Point-based annotation data:
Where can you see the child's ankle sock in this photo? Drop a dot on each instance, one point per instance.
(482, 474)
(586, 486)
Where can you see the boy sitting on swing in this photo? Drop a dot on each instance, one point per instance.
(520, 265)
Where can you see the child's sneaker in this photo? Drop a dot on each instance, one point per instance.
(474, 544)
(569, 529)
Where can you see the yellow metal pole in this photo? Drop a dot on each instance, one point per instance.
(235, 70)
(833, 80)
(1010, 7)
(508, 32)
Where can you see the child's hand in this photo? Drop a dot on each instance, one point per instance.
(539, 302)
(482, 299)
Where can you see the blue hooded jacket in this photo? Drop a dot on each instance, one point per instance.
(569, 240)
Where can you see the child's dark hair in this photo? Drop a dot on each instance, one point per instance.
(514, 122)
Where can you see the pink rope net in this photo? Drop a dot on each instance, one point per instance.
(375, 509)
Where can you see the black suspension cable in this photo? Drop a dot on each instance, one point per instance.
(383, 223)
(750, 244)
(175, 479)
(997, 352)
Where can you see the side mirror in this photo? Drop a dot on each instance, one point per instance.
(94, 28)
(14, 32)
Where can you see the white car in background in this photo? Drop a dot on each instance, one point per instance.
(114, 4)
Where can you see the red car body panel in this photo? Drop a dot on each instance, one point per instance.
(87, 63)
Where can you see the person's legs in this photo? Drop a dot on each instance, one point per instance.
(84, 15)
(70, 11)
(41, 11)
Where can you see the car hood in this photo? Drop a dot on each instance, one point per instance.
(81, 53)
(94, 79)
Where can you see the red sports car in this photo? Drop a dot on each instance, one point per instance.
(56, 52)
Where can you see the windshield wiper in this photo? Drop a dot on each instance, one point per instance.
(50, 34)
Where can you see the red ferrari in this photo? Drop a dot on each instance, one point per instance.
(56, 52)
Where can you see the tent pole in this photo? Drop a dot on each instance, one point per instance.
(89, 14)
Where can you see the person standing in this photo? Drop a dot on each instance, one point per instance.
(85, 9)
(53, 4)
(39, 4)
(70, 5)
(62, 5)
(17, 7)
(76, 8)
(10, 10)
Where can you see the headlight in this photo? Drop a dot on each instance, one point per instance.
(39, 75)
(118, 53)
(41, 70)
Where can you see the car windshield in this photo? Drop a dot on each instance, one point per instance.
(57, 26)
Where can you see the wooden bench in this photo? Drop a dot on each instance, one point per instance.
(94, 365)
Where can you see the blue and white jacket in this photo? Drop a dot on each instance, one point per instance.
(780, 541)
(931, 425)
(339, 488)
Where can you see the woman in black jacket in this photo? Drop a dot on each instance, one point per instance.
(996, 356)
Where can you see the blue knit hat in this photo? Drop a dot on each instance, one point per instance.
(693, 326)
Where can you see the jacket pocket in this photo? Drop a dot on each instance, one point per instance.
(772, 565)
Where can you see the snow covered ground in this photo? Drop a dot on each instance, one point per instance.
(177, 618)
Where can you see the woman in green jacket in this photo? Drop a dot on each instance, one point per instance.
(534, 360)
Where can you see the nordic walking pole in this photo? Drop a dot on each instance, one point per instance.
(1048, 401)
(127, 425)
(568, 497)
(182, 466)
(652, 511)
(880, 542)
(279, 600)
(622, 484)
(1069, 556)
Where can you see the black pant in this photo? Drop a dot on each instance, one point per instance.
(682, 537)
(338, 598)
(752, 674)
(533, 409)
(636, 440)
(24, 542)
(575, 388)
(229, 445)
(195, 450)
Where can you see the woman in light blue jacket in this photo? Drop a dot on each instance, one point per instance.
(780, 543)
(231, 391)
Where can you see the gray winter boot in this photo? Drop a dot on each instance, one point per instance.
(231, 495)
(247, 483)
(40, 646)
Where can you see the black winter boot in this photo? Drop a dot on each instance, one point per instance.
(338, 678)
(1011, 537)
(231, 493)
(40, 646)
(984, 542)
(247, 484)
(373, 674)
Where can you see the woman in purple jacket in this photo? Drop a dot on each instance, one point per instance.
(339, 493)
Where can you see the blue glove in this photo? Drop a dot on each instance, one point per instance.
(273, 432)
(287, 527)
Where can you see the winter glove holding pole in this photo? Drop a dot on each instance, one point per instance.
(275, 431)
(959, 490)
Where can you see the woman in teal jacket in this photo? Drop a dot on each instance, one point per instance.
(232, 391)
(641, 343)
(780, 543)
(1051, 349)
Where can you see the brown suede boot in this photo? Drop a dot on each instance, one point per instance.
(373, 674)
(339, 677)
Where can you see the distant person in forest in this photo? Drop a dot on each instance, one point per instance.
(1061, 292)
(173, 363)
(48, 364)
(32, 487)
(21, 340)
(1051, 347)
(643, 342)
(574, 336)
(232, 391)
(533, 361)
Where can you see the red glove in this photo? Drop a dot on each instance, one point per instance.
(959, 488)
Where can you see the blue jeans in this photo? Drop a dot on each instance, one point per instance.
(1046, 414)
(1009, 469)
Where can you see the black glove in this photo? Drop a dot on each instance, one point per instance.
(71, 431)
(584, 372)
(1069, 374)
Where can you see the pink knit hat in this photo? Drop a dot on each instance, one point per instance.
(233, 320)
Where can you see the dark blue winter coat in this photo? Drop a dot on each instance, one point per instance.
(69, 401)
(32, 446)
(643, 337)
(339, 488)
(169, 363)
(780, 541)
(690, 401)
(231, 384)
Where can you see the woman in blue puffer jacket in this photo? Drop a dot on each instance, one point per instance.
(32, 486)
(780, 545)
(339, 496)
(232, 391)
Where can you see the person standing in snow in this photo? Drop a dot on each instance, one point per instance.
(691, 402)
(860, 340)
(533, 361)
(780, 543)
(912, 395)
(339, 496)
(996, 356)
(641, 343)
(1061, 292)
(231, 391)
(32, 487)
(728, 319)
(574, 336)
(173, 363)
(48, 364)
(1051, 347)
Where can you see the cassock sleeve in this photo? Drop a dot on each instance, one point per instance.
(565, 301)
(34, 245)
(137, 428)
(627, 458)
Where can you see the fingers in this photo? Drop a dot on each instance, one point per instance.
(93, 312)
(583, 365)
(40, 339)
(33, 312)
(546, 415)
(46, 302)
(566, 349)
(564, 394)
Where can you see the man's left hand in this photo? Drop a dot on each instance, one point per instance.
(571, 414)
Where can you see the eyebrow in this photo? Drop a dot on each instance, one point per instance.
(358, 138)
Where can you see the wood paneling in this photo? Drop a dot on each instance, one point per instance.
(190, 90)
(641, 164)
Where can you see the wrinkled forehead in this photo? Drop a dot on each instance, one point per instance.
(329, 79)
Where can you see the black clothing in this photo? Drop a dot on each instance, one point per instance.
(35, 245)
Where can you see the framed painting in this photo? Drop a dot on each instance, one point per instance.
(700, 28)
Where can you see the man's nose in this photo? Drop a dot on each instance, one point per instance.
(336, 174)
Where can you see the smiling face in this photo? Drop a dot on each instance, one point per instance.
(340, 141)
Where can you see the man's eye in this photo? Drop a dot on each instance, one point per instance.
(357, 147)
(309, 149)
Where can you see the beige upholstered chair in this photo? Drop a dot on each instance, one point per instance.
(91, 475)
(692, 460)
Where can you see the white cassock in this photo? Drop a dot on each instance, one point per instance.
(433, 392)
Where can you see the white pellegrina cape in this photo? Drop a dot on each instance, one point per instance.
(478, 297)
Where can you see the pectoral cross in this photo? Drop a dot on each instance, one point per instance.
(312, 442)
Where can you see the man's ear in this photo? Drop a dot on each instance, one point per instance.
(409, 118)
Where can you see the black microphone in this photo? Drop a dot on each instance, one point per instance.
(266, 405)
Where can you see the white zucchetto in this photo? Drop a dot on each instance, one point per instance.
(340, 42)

■ **Work to do**:
Convert the stretch of the listing from the line containing "Where can you see the beige" through the end of the listing into a two-column CSV with the headers text and answer. Give each text and its answer one row, with both fields quoted and line breaks turned into spaces.

■ **Expected output**:
text,answer
"Where can you see the beige upholstered chair in this photo? Drop a dot on each instance, one point per instance.","(91, 475) (692, 460)"
"Where can you see the white cassock in this photo? Drop a dot on each instance, one point per instance.","(433, 392)"
"Where can you see the white pellegrina cape in this photo? Drop a dot on each instance, one point per instance.","(478, 297)"
"Where can you see the pectoral cross in this photo? Drop a dot on each instance, one point per instance.","(312, 442)"
"Where can you see the man's ear in this photo? Drop a dot on each instance, one point per instance.","(409, 118)"
"Where can you see the black microphone in this photo? Drop a dot on each instance, one point per instance.","(266, 405)"
"Where can you see the white zucchetto in this photo? Drop a dot on each instance, one point per instance.","(340, 42)"